● **TEXTO PARA LEITURA**
---

26 novembro 2006

O Deus das formigas



Quando era menino, ganhei de presente um avião de baquelite dourado. A novidade era que a parte de cima da fuselagem, móvel e transparente, deixava ver as fileiras de poltronas lá dentro. Passava horas sozinho no oitão da casa, entretido com meu tesouro alado. A vantagem de brincar sozinho é que se pode brincar do que quiser. Então, eu brincava de ser Deus. E como o Deus bondoso da religião dos meus pais, eu levava as formigas para passear no meu avião. Como um Deus, eu adivinhava as vontades das formigas de roça e as levava de um formigueiro a outro para visitar seus parentes, resolver problemas de trabalho ou apenas para um passeio de férias. Abria a tampa do avião, lotava o salão com aquelas pequenas criaturas avermelhadas e lá iam elas, certamente alegres, pois não paravam quietas em suas poltronas.

---

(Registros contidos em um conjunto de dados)
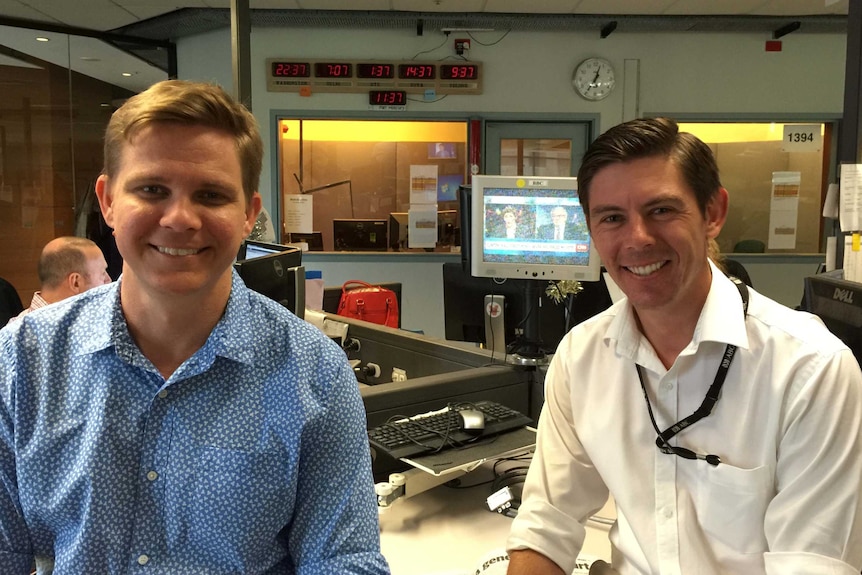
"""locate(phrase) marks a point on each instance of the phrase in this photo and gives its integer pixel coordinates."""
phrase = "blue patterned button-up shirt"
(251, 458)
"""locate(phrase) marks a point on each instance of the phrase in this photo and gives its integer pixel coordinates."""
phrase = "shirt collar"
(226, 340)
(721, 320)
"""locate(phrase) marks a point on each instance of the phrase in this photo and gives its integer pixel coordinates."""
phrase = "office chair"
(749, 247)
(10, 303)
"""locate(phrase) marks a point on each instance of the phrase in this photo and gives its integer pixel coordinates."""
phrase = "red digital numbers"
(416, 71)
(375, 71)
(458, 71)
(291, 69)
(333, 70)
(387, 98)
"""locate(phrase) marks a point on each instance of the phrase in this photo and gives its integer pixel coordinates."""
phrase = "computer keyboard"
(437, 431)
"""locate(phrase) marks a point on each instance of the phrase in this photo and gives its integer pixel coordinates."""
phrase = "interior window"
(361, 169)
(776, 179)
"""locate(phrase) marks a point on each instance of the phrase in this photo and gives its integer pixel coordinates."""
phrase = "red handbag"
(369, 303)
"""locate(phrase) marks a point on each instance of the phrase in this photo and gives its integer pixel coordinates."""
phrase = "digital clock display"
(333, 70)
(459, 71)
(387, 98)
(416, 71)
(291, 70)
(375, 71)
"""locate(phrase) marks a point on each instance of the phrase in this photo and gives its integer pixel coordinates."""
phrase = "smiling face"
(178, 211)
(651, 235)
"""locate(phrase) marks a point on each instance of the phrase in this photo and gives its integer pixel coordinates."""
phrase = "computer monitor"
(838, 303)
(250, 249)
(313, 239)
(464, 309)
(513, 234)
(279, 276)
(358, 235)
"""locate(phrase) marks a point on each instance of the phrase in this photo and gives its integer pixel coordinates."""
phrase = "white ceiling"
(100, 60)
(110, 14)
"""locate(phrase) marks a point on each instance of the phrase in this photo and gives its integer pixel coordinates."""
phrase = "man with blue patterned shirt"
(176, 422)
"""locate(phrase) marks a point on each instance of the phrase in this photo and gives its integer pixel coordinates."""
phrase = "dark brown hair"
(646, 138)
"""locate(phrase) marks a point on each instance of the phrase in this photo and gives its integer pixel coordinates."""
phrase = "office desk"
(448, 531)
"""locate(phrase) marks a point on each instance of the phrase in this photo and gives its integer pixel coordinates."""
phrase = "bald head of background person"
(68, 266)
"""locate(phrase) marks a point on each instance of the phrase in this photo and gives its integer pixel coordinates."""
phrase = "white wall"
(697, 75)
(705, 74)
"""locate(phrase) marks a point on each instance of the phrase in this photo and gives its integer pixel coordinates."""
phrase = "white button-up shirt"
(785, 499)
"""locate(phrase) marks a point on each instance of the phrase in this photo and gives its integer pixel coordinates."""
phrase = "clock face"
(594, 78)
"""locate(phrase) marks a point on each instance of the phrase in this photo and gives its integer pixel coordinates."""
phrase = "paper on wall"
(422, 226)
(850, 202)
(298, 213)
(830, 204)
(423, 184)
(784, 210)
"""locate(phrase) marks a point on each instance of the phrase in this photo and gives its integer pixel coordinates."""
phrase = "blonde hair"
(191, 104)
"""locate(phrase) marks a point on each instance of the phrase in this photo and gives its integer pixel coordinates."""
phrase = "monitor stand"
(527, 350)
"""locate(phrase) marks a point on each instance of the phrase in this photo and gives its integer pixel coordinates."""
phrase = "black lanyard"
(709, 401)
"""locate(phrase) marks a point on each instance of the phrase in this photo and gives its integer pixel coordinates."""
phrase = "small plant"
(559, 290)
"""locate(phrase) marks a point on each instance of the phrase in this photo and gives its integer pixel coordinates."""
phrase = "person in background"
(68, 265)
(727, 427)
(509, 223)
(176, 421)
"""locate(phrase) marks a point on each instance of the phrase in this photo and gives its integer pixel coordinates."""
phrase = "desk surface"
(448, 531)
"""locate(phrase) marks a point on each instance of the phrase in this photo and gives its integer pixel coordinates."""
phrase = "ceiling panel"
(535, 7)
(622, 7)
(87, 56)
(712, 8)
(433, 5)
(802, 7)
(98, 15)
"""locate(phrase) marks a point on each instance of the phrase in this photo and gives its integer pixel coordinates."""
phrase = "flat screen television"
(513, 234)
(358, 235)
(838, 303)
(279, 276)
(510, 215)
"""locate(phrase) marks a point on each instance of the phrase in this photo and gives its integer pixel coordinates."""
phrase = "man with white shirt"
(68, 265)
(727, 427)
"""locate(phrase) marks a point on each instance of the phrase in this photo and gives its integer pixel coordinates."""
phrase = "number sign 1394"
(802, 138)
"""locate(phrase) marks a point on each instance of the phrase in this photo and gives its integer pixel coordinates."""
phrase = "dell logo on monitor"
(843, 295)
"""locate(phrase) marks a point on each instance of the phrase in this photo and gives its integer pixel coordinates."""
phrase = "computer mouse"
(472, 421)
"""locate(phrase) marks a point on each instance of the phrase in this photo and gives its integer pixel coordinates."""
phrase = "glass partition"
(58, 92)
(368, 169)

---

● **DESAFIOS PROPOSTOS**
a - Reproduza fielmente o trecho do texto sobre o Deus das formigas que vai de "O Deus das formigas" a "em suas poltronas.".
b - No texto sobre o Deus das formigas, de que material era feito o avião recebido de presente?
c - Dê continuidade ao texto sobre o Deus das formigas a partir do ponto em que ele termina.

● **RESPOSTAS DAS TAREFAS**
a -
O Deus das formigas



Quando era menino, ganhei de presente um avião de baquelite dourado. A novidade era que a parte de cima da fuselagem, móvel e transparente, deixava ver as fileiras de poltronas lá dentro. Passava horas sozinho no oitão da casa, entretido com meu tesouro alado. A vantagem de brincar sozinho é que se pode brincar do que quiser. Então, eu brincava de ser Deus. E como o Deus bondoso da religião dos meus pais, eu levava as formigas para passear no meu avião. Como um Deus, eu adivinhava as vontades das formigas de roça e as levava de um formigueiro a outro para visitar seus parentes, resolver problemas de trabalho ou apenas para um passeio de férias. Abria a tampa do avião, lotava o salão com aquelas pequenas criaturas avermelhadas e lá iam elas, certamente alegres, pois não paravam quietas em suas poltronas.

b - Era de baquelite dourado.

c -
Meu avião dourado perdeu-se no tempo e as formigas perderam sua divindade, pois perdi minha vocação para ser Deus. Mas o que para mim foi uma brincadeira de menino, para muitos ainda é um delírio levado a sério. Quantos deuses de formigas vemos hoje à nossa volta. Quanta presunção nesses homens que pensam que controlam nossas vidas, adivinham nossos desejos, satisfazem nossas necessidades. Quanta empáfia em seus julgamentos, quanta desenvoltura em dispor do bem público, quanta soberba em suas exibições auto-promocionais.
Interferem em nossas vidas, esses deuses, como o menino fazia com as formigas. Mas como as formigas do brinquedo do menino, tocamos nossas vidas à revelia da vontade das pretensas divindades. Pois sabemos que um dia o tempo irá roubar-lhes o brinquedo das mãos. E de mãos vazias eles reconhecerão a sua pobre condição de formigas.

Um comentário:

Anônimo disse...

Ronaldo, belo texto, mas com um final demasiado religioso... rs
Prefiro o caos, revolta, semear a discórdia! rs
Pisar nas formigas que se pretendem Deus e duvidar de um Deus que nos pretende formigas...

abraço.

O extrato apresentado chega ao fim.